Dataset entries about object locations
* begin *
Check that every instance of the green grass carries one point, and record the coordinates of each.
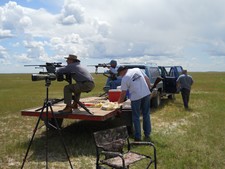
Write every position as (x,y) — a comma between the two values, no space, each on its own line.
(184,139)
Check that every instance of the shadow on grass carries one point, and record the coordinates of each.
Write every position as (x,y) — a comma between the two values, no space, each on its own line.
(78,138)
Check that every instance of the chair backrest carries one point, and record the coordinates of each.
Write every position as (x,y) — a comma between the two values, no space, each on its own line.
(111,139)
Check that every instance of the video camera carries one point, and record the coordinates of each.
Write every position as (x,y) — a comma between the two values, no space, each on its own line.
(104,65)
(50,74)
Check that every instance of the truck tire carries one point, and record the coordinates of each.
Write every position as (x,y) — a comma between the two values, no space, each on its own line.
(156,101)
(171,97)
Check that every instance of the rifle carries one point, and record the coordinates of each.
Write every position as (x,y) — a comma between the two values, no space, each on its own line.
(50,73)
(50,67)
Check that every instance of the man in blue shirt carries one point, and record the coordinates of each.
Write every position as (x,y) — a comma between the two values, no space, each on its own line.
(184,82)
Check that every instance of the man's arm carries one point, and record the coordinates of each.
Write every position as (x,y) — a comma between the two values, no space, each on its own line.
(122,96)
(148,81)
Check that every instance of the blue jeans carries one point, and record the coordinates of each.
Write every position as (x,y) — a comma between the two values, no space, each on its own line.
(138,106)
(185,96)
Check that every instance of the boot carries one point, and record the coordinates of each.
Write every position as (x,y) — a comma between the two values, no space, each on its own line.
(74,105)
(67,109)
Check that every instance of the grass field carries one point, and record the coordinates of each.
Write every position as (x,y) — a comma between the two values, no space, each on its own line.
(193,139)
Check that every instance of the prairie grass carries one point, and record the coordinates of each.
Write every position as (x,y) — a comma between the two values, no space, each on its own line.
(193,139)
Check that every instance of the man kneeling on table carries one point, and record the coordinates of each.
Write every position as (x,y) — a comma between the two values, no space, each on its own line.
(138,84)
(84,82)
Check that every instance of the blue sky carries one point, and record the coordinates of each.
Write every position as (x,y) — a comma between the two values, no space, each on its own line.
(176,32)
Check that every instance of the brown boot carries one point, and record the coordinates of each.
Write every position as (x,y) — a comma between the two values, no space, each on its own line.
(74,105)
(67,109)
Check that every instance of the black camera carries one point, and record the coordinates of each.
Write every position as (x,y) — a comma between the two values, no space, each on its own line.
(47,76)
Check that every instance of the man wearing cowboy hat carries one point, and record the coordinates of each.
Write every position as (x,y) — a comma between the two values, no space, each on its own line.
(84,82)
(138,84)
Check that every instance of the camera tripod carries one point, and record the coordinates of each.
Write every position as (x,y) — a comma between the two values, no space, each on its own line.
(47,105)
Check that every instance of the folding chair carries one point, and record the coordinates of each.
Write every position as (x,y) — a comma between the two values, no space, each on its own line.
(110,149)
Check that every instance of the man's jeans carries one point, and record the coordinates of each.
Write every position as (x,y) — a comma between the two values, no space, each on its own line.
(138,106)
(185,96)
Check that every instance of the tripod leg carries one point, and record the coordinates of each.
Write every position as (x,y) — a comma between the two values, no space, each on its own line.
(32,138)
(60,135)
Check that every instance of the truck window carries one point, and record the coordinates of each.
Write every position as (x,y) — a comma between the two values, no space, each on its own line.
(154,72)
(179,70)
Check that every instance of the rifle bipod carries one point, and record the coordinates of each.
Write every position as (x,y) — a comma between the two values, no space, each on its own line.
(47,105)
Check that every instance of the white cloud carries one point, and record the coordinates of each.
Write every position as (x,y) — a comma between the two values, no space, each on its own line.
(164,32)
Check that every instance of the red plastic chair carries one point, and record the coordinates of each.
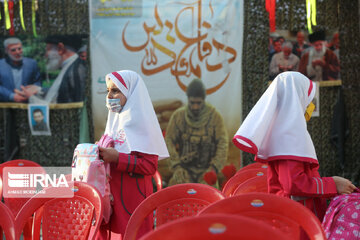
* end *
**REQUIRED WORK**
List every line of the entries above that contains the string "camera". Matching is case-sensitive.

**ANSWER TO THIS TASK**
Check that every instance of the video camera carries one point, and record the coordinates of each.
Check that every instance of the black camera carries one point, and record the coordinates of each.
Check that every instance of the camera tripod carries one point, and record the coordinates of each.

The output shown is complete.